*What you should do*. Copy out the entire August 11, 2020 reflection below word for word.

August 11, 2020
I was in Frankfurt, Germany working the night shift. Talking with a coworker of mine about President Bush, I believe, it was 2003/4. We talked about 1. The possibility of a Black president in our lifetime, and 2. The possibility of a female president in our lifetime.
Little did we know, President Obama would be inaugurated just 4 years later...
I remember the evening clearly...I sat in my living room in front of the television waiting for the announcement of our newly elected President. I remember the class, grace, and dignity that embraced the stage as the newly elected President, First Lady, and their two beautiful children walked to the front of the stage in Chicago, IL (only about 90 minutes from my hometown in Milwaukee, WI).
I was stationed in Montgomery, Alabama at the time. I remember passing confederate flags, conversing about the meaning of the flags, and the roots of its origin in the south. I was one of two black officers in my leadership class. I was 1 of 12 reservist selected to attend this highly sought after training. I was a closeted lesbian at the time.
I was laxed in my perspective about my presence because I’d already obtained my doctorate and had a masters and bachelors as well. What was the big deal in another masters degree?

*Information supplied*.
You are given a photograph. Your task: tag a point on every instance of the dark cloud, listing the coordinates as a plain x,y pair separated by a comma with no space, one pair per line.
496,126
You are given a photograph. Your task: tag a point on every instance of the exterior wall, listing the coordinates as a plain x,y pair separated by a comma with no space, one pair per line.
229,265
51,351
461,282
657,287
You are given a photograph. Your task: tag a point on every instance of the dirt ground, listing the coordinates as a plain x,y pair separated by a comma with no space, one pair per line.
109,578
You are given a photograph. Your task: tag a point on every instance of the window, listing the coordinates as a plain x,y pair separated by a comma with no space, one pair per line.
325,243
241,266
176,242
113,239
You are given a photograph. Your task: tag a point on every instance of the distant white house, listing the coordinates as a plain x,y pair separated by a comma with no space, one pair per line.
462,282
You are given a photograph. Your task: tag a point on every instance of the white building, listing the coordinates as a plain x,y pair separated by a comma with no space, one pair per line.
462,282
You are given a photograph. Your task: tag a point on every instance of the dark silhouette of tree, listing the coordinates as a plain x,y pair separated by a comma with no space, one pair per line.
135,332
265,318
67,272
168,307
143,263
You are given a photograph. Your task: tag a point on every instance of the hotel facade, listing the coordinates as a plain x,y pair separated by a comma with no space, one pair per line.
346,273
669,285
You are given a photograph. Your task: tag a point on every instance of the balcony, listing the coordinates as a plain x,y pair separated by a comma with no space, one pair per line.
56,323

* * *

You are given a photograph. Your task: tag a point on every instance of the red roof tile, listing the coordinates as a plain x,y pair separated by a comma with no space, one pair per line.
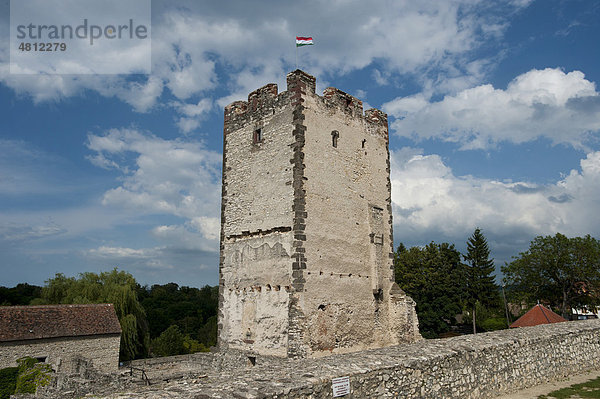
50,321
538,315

==

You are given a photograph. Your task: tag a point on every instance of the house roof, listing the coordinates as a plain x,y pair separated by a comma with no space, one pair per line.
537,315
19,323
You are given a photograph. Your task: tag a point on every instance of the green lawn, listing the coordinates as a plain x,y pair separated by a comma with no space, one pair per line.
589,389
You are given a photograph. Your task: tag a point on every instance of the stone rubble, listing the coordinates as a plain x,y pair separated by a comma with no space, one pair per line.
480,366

*Final result*.
August 11, 2020
I was in Frankfurt, Germany working the night shift. Talking with a coworker of mine about President Bush, I believe, it was 2003/4. We talked about 1. The possibility of a Black president in our lifetime, and 2. The possibility of a female president in our lifetime.
Little did we know, President Obama would be inaugurated just 4 years later...
I remember the evening clearly...I sat in my living room in front of the television waiting for the announcement of our newly elected President. I remember the class, grace, and dignity that embraced the stage as the newly elected President, First Lady, and their two beautiful children walked to the front of the stage in Chicago, IL (only about 90 minutes from my hometown in Milwaukee, WI).
I was stationed in Montgomery, Alabama at the time. I remember passing confederate flags, conversing about the meaning of the flags, and the roots of its origin in the south. I was one of two black officers in my leadership class. I was 1 of 12 reservist selected to attend this highly sought after training. I was a closeted lesbian at the time.
I was laxed in my perspective about my presence because I’d already obtained my doctorate and had a masters and bachelors as well. What was the big deal in another masters degree?